* [DATA LISTING]
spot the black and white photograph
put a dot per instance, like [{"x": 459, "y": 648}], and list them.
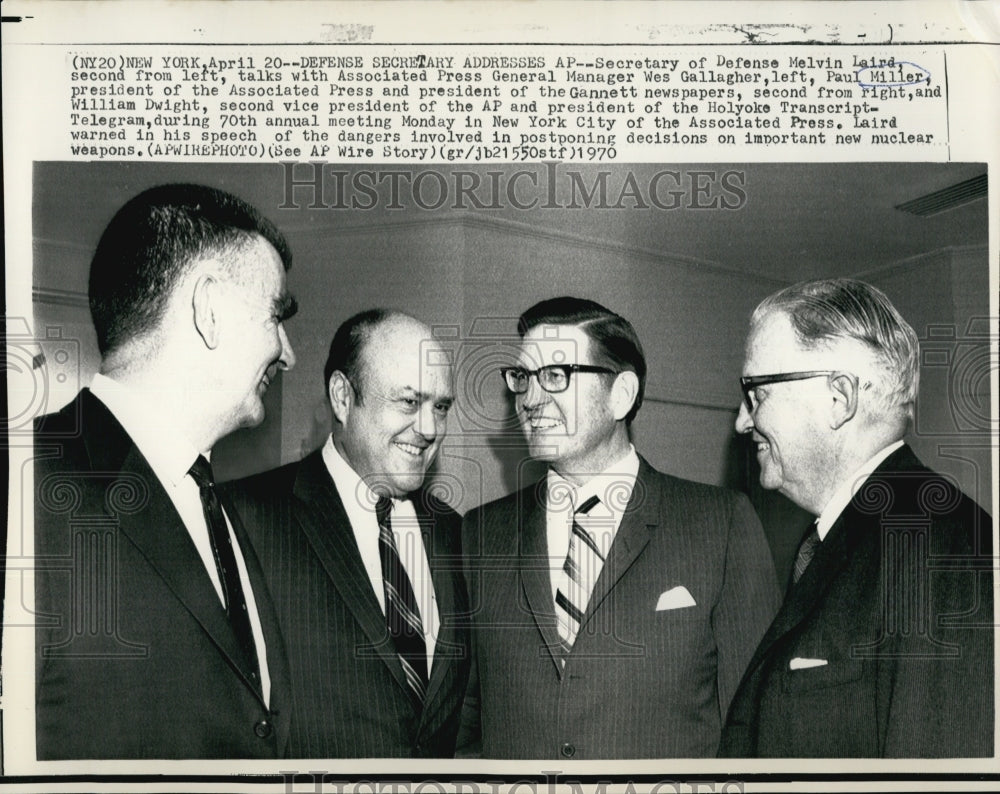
[
  {"x": 466, "y": 298},
  {"x": 373, "y": 423}
]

* [TASK TO COMPLETE] Quote the records above word for word, omitting the pictures.

* [RESULT OF THIS TASK]
spot the black and white photograph
put a dot per instance, like [{"x": 459, "y": 648}], and list them.
[
  {"x": 466, "y": 298},
  {"x": 373, "y": 423}
]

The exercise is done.